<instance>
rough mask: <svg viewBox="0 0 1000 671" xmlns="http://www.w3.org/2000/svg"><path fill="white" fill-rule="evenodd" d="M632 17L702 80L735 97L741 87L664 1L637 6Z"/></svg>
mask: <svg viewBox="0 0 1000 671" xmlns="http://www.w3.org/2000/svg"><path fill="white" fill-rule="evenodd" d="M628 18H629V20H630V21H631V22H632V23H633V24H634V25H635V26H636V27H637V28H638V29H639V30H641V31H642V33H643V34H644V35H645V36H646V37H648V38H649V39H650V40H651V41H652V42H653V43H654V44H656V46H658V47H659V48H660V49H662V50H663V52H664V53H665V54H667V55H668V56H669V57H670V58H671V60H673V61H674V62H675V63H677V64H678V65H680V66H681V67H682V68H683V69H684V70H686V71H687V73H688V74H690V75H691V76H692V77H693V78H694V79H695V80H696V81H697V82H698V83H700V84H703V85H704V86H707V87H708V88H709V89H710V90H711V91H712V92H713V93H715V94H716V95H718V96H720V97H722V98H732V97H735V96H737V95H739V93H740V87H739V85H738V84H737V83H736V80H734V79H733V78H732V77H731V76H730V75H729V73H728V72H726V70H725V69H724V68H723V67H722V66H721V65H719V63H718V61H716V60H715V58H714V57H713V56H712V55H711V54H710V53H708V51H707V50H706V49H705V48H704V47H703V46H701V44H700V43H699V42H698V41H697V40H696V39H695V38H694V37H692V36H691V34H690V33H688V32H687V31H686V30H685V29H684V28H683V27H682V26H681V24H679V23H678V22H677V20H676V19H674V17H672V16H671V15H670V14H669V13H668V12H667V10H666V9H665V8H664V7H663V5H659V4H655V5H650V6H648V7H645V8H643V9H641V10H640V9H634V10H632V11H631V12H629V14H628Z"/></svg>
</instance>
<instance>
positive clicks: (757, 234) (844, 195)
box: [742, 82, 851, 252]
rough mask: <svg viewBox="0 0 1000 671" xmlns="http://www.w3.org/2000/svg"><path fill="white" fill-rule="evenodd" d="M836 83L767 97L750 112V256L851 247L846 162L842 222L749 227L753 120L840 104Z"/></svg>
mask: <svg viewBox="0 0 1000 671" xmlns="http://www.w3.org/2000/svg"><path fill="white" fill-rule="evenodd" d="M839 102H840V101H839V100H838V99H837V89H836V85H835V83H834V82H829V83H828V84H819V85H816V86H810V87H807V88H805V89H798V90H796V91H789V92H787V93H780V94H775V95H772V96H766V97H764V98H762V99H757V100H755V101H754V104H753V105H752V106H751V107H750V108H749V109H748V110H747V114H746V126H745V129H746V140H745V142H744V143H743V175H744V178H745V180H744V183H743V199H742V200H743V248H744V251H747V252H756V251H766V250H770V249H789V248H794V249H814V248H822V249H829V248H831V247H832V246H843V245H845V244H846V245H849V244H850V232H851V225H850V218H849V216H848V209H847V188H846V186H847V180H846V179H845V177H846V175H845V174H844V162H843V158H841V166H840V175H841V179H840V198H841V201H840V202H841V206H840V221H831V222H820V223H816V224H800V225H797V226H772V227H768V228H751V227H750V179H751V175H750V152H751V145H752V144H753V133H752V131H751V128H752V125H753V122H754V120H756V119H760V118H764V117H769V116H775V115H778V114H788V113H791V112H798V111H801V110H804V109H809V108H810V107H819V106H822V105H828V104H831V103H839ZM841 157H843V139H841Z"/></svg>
* * *
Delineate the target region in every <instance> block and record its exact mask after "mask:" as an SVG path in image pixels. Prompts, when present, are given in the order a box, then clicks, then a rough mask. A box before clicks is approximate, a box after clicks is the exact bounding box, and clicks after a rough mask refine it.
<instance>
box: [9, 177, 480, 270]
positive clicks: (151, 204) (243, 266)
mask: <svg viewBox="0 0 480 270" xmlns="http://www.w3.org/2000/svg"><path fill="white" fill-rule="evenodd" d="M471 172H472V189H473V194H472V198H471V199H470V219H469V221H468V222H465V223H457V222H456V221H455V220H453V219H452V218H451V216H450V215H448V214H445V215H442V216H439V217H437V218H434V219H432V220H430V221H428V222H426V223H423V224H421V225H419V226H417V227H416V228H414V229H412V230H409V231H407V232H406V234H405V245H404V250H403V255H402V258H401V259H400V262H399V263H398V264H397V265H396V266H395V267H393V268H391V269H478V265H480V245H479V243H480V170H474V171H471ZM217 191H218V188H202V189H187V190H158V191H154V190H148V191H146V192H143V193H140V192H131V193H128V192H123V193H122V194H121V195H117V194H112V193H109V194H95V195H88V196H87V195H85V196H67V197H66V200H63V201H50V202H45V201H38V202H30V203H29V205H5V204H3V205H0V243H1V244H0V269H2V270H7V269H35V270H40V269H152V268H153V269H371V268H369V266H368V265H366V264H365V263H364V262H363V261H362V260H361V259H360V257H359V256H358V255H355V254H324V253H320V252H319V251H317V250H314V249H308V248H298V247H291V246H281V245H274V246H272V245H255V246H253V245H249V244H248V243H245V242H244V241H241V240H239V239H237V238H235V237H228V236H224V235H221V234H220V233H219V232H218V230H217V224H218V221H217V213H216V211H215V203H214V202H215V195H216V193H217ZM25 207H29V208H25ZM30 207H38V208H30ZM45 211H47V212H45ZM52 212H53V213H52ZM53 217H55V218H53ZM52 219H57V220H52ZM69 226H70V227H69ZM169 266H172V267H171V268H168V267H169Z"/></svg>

- **What you will do**:
Among the records above, extract exactly the lines from the line with "Delineate the target" to the line with "box: [9, 177, 480, 270]", both lines included, and leave out the rest.

- **Result for this exercise**:
Delineate the target region in every <instance> block and record its exact mask after "mask:" as an SVG path in image pixels. Prompts, when present, are given in the order a box, then clicks, then a rough mask. A box before clicks is approximate, a box after clicks is the exact bounding box, and clicks after a rough mask refine it.
<instance>
box: [9, 177, 480, 270]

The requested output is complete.